### WHAT YOU HAVE TO DO
Please express the entries below as a two-column CSV with columns named instruction and coordinates, one row per entry, with the text and its answer each in a single quoted field and line breaks replaced by spaces. Leave the pictures out.

### GIVEN ENTRIES
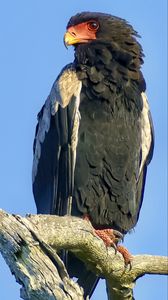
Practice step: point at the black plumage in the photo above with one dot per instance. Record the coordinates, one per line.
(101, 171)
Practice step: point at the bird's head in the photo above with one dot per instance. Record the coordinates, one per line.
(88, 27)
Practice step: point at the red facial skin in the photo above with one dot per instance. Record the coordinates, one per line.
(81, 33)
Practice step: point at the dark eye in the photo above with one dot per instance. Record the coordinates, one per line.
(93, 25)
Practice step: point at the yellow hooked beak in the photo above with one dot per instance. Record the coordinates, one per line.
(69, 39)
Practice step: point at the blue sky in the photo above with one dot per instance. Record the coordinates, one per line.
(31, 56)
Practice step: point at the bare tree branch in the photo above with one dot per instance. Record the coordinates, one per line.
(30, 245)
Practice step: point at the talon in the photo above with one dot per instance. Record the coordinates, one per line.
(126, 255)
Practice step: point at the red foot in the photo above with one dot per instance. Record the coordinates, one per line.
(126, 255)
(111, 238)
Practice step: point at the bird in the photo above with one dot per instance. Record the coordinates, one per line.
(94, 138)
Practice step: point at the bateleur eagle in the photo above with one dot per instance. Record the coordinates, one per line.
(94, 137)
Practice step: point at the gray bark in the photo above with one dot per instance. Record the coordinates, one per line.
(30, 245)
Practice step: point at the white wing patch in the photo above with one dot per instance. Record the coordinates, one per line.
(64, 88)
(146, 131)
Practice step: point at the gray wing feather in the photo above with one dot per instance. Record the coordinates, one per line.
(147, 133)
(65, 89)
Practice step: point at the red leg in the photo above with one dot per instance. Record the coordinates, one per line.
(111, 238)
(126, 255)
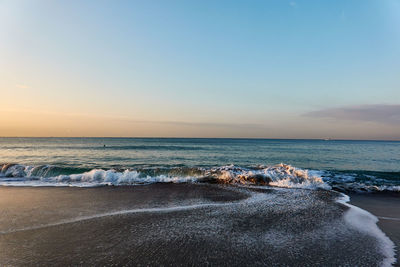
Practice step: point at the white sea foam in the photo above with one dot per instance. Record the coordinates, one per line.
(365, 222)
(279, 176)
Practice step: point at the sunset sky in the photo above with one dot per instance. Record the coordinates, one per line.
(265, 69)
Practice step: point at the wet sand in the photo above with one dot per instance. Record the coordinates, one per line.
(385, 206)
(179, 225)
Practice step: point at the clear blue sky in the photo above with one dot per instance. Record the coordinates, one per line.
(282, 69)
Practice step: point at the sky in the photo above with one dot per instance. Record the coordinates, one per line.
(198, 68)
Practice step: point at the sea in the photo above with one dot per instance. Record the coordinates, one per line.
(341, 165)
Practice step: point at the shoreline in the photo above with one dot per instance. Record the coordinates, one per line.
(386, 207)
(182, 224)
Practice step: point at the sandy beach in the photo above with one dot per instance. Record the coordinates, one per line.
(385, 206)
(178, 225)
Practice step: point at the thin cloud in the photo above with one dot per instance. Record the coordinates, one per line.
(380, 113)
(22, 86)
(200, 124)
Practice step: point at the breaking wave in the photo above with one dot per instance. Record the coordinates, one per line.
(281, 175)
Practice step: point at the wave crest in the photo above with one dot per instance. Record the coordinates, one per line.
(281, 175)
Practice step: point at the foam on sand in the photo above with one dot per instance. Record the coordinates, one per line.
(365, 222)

### THE RESULT
instruction,coordinates
"Practice step: point at the black plumage in the photo above with one dot per instance. Record the coordinates, one per line.","(101, 171)"
"Practice step: point at the bird's head in the photo above with one dot per instance. Record the coordinates, one per line.","(88, 27)"
"Practice step: point at the red facial skin in the photo above with one dot per instance. Record the coordinates, one per line.","(81, 33)"
"Practice step: point at the dark eye in the photo above with one dot per instance. Record the coordinates, one per line.","(93, 25)"
"Practice step: point at the yellow hooked beak in the photo above with one dot per instance. Record the coordinates, one per line.","(69, 39)"
"Practice step: point at the blue sky in the photo above with one dot per instance. Record the coordinates, one per line.","(31, 56)"
"Practice step: point at the bare tree branch in the photo above with one dot per instance. Record the coordinates, one per line.","(30, 245)"
"Practice step: point at the talon in the photo above with one dot per instance. Record the coordinates, one per line.","(126, 255)"
"Practice step: point at the red foot in the photo above with one dot per instance. Record the coordinates, one per line.","(126, 255) (111, 238)"
"Practice step: point at the bird in the photo above with one dot per instance. Record the coordinates, one per line.","(94, 138)"
"Practice step: point at the bateleur eagle in the photo above with one dot per instance. Record the coordinates, one per line.","(94, 137)"
"Practice step: point at the gray bark in the photo above with one dot per instance. Record the coordinates, one per line.","(30, 245)"
"Practice step: point at the white wing patch in the photo above with one dot per instance. Record the coordinates, one per line.","(64, 88) (146, 131)"
"Practice step: point at the gray wing feather in the photo above with one dot per instance. Record the coordinates, one per line.","(147, 133) (65, 89)"
"Practice step: point at the red leg in the photo above with one dot per instance. Record the coordinates, one per line.","(111, 238) (126, 255)"
"Practice step: point at the white sea foam in the photo above with one dot per instance. Record the coordinates, one per line.","(365, 222) (279, 176)"
"Practice step: point at the sunset sky in the photo above with one dot per instance. Record the coordinates, one per line.","(265, 69)"
"Practice step: point at the wet sand in the photo above with one dot per instance. Record the coordinates, one per line.","(385, 206) (179, 225)"
"Practice step: point at the clear blue sky in the photo above with one dot per instance. Record the coordinates, one per line.","(282, 69)"
"Practice step: point at the sky in the photo above with one dot per instance. Record the coordinates, one per line.","(198, 68)"
"Practice step: point at the sea in the photo above with one dot per instance. Record the coordinates, one per line.","(341, 165)"
"Practice step: point at the shoreline in the photo above with one dot per instance. Record the coordinates, one per line.","(386, 207) (182, 224)"
"Practice step: point at the sandy beach in the photo above with one dot per instance. Record the coordinates, one per line.","(385, 206) (178, 225)"
"Practice step: point at the thin cloud in the photo above with one dot per instance. Record the coordinates, one per line.","(380, 113) (22, 86) (200, 124)"
"Practice step: point at the breaking wave in the photo above with one dot per instance. Record the coordinates, one per line.","(281, 175)"
"Practice step: point at the wave crest in the photo above with one dot per instance. Record the coordinates, one per line.","(281, 175)"
"Practice step: point at the foam on sand in the photo above with one dot per instance. Record the coordinates, one per line.","(365, 222)"